## WHAT TO DO
Retype all the records with nothing changed.

*** INPUT RECORDS Section Begins ***

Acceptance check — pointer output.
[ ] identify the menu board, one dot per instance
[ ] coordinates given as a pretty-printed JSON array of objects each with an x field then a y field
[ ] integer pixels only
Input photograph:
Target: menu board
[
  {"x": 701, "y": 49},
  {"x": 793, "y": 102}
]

*** INPUT RECORDS Section Ends ***

## SOLUTION
Acceptance check — pointer output.
[ ] identify the menu board, one dot per instance
[ ] coordinates given as a pretty-printed JSON array of objects each with an x field then a y field
[ ] integer pixels only
Input photograph:
Target: menu board
[
  {"x": 701, "y": 49},
  {"x": 793, "y": 102}
]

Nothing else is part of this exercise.